- **PASSAGE PROVIDED**
===============

It leaves several issues in the air.

Even the statement in the title must be taken with a pinch of salt. The men’s core squad is there in force, all sixteen of them.

But strange to relate, the women’s squad amounts to a mere nine*. Even stranger, we are informed that more ‘confirmation’ will be forthcoming once the RWC in New Zealand is completed. Well, we can easily imagine Jaz Joyce jumping at the chance of rejoining her 7s pals; they would be much the poorer without her. But who else?

Maybe the Scots, who would like to forget the tribulations they suffered in Auckland as soon as possible.

But the English? Simon Middleton stated long ago that players had to commit to one format to the exclusion of the other. Meg Jones was the most notable example of a player opting for 7s, where she has been co-captain with Abbie Brown of the English and the combined GB sides.

But a host of others opted to 15s. Of the current Red Roses squad in New Zealand Alex Matthews, Helena Rowland, Ellie Kildunne, Emily Scarratt, Holly Aitchison, Jess Breach, Leanne Infante, Lydia Thompson, Sarah McKenna and (briefly) Tatyana Heard have all played in the England 7s squad, either recently or in the more distant past.

Will the same barrier continue in place post-RWC?

For the Malaga tournament last January this GB squad was chosen:

Maisy Allen, Ellie Boatman, Abbie Brown, Abi Burton, Alicia Maude, Isla Norman Bell, Jodie Ounsley, Jade Shekels, Georgina Tasker, Lauren Torley, Emma Uren, Jessica Weaver and Amy Wilson Hardy. Allen and Weaver debuted; Shekels and Torley were making their second appearance.

Many of those names are missing from the nine listed below.


I have mentioned before ( the remarkable turnover in coaching staff for the two 7s squads. Now a completely different set of coaches has been installed, with the same intricate and lop-sided structures as before.

===============

- **MATERIAL PROVIDED**

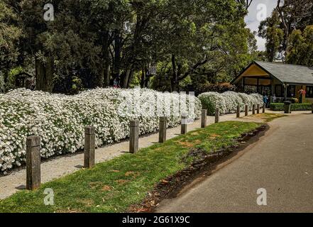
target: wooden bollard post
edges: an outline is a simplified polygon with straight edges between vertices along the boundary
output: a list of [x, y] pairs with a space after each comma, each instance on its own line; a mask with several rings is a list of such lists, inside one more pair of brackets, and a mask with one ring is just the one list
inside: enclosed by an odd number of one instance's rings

===============

- **TASK GOAL**
Continue the article about the GB rugby sevens squads with its next few paragraphs, starting after the final sentence on the newly installed coaching staff.

- **REPLY**
Ciaran Beattie takes charge of the men’s and women’s squads, but will double as the men’s assistant coach. Nick Wakley becomes the new women’s head coach. So who has the ultimate authority for deciding matters: the head coach or the head head coach who has half an eye on the men’s programme? How can you be the head coach and the assistant coach at the same time?

Of Scott Forrest, Beattie’s predecessor, not a sign. It would be fascinating too to know what has happened to other coaches previously in place. Charlie Hayter was England’s head coach in 2019, replaced later by James Rodwell.

Robbie Fergusson becomes a second coach to help superintend both the men’s and women’s squads. His brief is to look after ‘technical skill areas’. Beattie, Wakley and the assistant coach (see below) presumably won’t have the time to look after all these unnamed skills themselves.

And they still haven’t got round to appointing that assistant coach. What has been happening through the long hot summer that prevented these decisions being finalised by now?

Once more, the whole business seems so last-minute. The Dubai 7s take place in early December. That is barely five weeks away, and final additions to the squad won’t apparently be confirmed till after 12 November, when the RWC ends.

*The Core Nine

Ellie Boatman, Abbie Brown, Heather Cowell, Megan Jones, Alicia Maude, Isla Norman Bell, Celia Quansah, Jade Shekels and Emma Uren.